• [依頼内容]:
年末の書類整理についての文章を、最後の一文の後から書き継いでください。

• [文書の抜粋]:
ココロのファイル

 年も押し詰まり、ここ数日書類の山にまみれていた
かなりんです。何せ毎日「セミナーのお知らせ」やら
「NPO関連のアンケート」やらその他諸々の郵便物が
これでもかこれでもかというくらい届き、ちょっと処理を
後回しにしているうちに、デスクの上だけでなく
事務所のソファーにまで山積みになっている始末。
おまけにスクラップ用の新聞や雑誌の切り抜きも
いつの間にかかご一杯溜まっている。年末くらい
すっきりしたいと、nekoちゃんはじめ事務所に顔を
見せたメンバーの手を片っ端から借りて整理をしました。
お手伝いくださった皆様、まことにありがとうございました。
おかげで清々とした気分でPCに向かっております。
 「書類の整理」というのは、つまりファイリングですね。

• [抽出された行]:
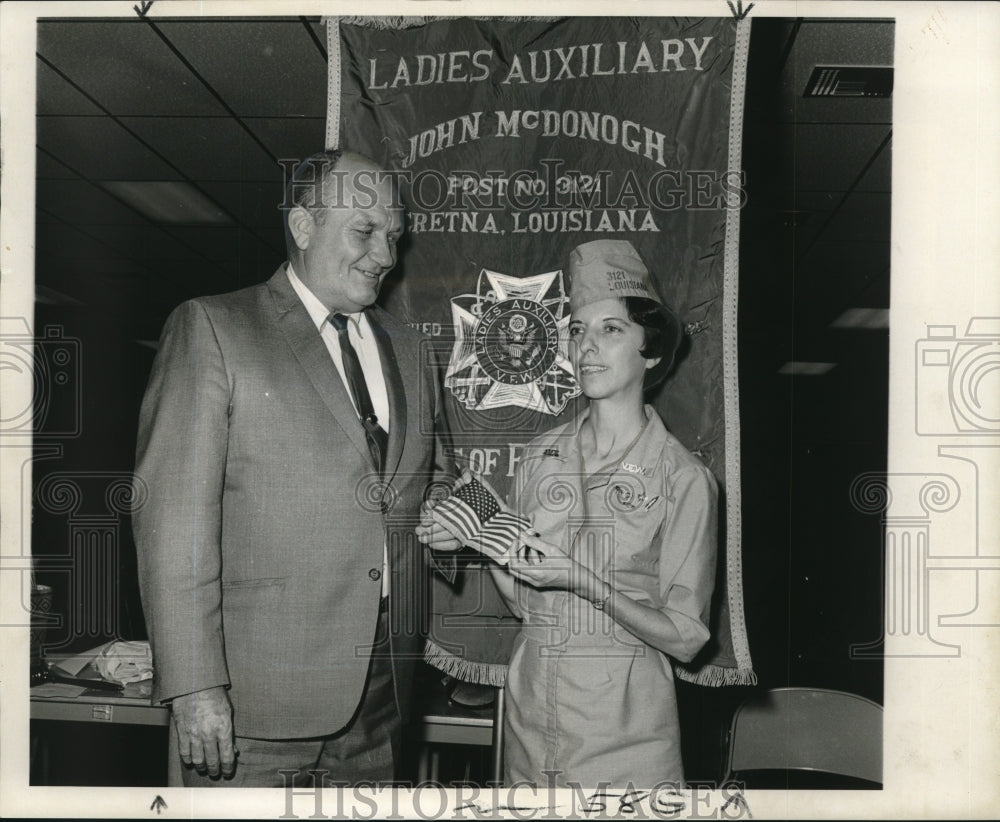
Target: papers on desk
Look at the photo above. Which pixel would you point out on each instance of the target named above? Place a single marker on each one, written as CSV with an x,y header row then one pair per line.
x,y
56,690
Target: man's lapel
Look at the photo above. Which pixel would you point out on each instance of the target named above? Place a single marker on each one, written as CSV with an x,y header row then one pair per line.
x,y
394,388
299,330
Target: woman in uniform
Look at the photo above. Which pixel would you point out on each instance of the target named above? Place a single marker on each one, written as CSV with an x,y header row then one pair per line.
x,y
613,578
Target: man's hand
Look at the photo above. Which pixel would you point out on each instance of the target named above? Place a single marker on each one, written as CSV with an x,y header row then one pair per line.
x,y
204,723
432,533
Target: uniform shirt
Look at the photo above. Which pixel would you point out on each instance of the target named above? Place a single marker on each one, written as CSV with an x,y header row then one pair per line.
x,y
359,332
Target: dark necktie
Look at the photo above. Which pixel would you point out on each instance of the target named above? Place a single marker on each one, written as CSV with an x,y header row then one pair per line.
x,y
378,439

• [出力結果]:
種類ごとに分類してそれを該当のファイルに綴じる。
言葉で言えば簡単そうですが、これが結構面倒な作業
なんです。最初の段階の「分類」のところでまずつまづく。
「これはどの項目に分類したらいいのか?」と迷うものが
結構多い。ファイルというのは後で見直したいときにすぐ
取り出せなければ意味がないから、大雑把に分けると
どこに綴じたか分からなくなるし、かといって余り細かく
項目を立ててもファイルばかり多くなって、これまた
取り出しにくい。適当なところで手を打てば、はっきり
分類しきれないものが必ず出てくる。
あゝ、やんなっちゃう!
 頭を使い手を使い、足りない項目を足しては何とか
分類を決めたはいいけど、かさばりすぎて綴じられない
分厚いパンフ類とか、十冊以上も送られてくる小雑誌とか
もうどうしたらいいの?ファイルはどんどんパンパンに
なっちゃうし、古いものは捨てちゃえばいいんだけど、
全部「エイヤッ!」て捨てちゃっていいのかどうか、
いちいち見返してみなけりゃ分からない。たまに大事な
資料とか保存用のデータがあったりするし・・・と、
なんやかんややってるうちに、狭い事務所の床は紙の山に
覆われて、トイレに行くのも一苦労と相成りました。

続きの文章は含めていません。